• **Text under study**
*** Block opens ***

Matthew Bell (left) outside the Lismore Court House with his lawyer Ralph James at an earlier court appearance after pleading guilty to charges relating to the death of his best mate, Sam Hollingworth.
Matthew Bell (left) outside the Lismore Court House with his lawyer Ralph James at an earlier court appearance after pleading guilty to charges relating to the death of his best mate, Sam Hollingworth. Ross Irby

Car driver racked with guilt

THE guilt he felt after killing his best mate with his car and fleeing the scene had turned a man into an emotional wreck, a court has been told.

The man, Matthew Ronald Bell, 31, was sentenced in the Lismore District Court on Friday to two-and-a-half years in prison on charges of dangerous driving causing death and failing to stop.

Bell had been driving his friend Sam Hollingworth to Lismore Base Hospital in his Holden Commodore at 1am on March 16, 2008, after he had been assaulted.

They passed a group of teenagers walking along Ballina Road and Mr Hollingworth told Bell to stop.

He got out and challenged the youths to a fight.

Bell remained in the car, but was punched in the face through the open window.

He drove away, did a U-turn, accelerated over the median strip and headed back towards the group with his headlights turned off.

About 90 metres after the U-turn he struck Mr Hollingworth, sending him flying into the gutter.

Bell then kept driving.

Other motorists stopped to help Mr Hollingworth, who was taken to hospital, where he died.

Bell drove to his Goonellabah home, left the damaged car there and walked to his parent’s house and told them about the incident.

He then went to Mr Hollingworth’s sister’s house and was told Sam had died.

Bell returned home at 4.50am to find police waiting, and told them ‘I did it. I drove the car’.

Bell pleaded guilty to the two charges – which both carry a maximum 10-year sentence – on March 9 this year.

His barrister, Peter O’Connor, told the court on Friday Bell had accepted responsibility for his friend’s death ‘to an obsessive degree’.

He said his client was suffering from post-traumatic stress disorder as a result of the incident.

Bell had panicked on the night and driven off in fear of further attack. There was no evidence of his having driven at grossly excessive speeds and he had not been drinking, Mr O’Connor said.

The ‘emergency situation’ he was trying to escape had caused him to keep the headlights off, and was the reason he hadn’t stopped.

It was a misjudgement rather than an act of abandoning his friend, he said.

But the prosecutor said the Crown did not accept Bell’s crimes were at the lower end of the offences.

Accelerating with the lights off and doing a U-turn did not smack of panic, she said, but suggested something more. The offence of failing to stop was very serious, she said.

In passing sentence, Judge James Black said it was a tragic situation.

He said he accepted to some extent that Bell’s driving was a product of panic.

But his failure to stop and assist his injured friend after the impact was not so easily explained.

Bell was given a non-parole period of 15 months and disqualified from driving until May 29, 2012.

The defence team immediately lodged an appeal against the severity of the sentence.

*** Block closes ***

• **Your task**
According to the court report on the driver's sentencing, how long was Bell's non-parole period?

• **Information supplied**
*** Block opens ***

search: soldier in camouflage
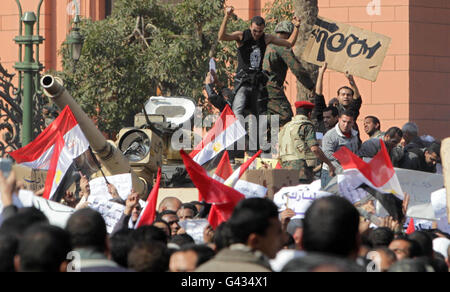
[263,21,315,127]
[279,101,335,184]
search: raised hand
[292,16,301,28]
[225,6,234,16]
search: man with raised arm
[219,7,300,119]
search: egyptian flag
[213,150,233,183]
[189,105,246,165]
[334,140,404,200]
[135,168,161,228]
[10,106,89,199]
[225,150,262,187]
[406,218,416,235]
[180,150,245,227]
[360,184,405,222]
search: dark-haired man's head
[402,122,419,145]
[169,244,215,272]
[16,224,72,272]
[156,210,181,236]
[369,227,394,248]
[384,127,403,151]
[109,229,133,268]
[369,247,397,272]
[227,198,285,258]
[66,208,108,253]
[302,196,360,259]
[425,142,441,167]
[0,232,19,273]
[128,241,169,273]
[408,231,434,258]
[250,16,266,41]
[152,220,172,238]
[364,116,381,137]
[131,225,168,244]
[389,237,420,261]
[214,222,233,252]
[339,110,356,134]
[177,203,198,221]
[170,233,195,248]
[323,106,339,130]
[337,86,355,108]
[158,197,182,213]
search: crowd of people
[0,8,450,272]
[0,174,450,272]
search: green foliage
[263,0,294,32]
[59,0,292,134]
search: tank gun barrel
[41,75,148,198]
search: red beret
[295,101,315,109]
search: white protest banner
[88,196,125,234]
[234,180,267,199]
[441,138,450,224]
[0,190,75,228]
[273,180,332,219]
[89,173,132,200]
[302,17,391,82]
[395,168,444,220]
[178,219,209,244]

*** Block closes ***

• **Expected output**
15 months